Restate verbatim the span of lines below between the line with "indicate the field, one dot per instance" and the line with "indicate the cloud", including those two lines, and only that span.

Region pointing data
== Segment start ==

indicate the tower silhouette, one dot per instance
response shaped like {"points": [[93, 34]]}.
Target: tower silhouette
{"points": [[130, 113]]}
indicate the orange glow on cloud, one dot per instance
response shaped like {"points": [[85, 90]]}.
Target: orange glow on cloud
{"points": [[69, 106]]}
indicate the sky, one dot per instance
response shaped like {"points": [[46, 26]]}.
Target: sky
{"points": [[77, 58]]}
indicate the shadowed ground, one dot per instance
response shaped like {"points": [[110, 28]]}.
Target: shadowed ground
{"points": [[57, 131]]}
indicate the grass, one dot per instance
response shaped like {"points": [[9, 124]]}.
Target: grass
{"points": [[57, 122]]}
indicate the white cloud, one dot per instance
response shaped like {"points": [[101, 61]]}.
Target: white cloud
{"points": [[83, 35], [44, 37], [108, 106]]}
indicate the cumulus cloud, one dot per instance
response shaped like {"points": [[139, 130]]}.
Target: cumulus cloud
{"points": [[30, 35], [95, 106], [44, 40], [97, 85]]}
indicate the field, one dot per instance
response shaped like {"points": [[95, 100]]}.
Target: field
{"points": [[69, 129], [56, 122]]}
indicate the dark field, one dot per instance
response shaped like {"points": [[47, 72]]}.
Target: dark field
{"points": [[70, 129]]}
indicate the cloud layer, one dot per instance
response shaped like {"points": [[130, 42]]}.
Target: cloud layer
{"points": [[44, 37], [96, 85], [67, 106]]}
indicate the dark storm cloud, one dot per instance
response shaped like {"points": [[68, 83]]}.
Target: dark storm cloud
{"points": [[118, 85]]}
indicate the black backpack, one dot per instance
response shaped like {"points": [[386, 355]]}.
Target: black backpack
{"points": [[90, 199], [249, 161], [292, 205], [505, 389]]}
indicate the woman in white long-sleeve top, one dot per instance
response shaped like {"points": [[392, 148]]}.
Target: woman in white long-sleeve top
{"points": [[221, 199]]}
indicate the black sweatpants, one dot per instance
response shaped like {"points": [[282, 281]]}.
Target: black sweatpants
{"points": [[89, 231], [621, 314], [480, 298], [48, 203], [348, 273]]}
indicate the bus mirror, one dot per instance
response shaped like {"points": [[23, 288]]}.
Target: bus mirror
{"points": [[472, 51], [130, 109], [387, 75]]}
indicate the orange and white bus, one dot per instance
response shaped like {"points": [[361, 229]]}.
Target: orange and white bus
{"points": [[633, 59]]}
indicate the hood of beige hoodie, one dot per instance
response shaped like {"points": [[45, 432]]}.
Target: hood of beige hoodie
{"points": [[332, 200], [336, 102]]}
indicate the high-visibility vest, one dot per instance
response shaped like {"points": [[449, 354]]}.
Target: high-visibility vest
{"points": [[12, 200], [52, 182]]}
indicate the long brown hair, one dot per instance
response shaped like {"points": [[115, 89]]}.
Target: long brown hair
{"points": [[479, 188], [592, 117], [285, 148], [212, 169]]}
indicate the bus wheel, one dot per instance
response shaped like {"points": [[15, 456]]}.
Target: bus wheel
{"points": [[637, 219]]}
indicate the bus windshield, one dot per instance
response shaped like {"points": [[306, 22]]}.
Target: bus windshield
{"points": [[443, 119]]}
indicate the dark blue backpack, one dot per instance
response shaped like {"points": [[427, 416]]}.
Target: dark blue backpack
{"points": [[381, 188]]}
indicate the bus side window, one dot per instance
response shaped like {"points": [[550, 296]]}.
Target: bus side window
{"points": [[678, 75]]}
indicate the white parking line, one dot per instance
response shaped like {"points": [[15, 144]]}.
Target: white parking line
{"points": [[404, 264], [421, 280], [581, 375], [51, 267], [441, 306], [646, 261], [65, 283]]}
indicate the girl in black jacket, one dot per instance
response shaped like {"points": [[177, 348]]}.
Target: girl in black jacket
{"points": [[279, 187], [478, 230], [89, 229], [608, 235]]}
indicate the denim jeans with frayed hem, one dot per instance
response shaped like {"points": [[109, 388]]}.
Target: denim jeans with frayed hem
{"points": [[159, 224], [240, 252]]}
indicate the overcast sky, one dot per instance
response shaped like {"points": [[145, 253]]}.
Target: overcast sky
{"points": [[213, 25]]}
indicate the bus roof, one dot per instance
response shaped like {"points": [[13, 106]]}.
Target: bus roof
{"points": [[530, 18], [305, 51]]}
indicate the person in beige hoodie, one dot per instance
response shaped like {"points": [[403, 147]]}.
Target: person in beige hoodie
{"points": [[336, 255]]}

== Segment end ==

### ANSWER FOR THE TASK
indicate the field, one dot per instance
response shaped like {"points": [[95, 100]]}.
Target: field
{"points": [[69, 129], [56, 122]]}
indicate the dark field, one dot per instance
response shaped like {"points": [[47, 72]]}.
Target: dark field
{"points": [[70, 129]]}
indicate the cloud layer, one dot per instance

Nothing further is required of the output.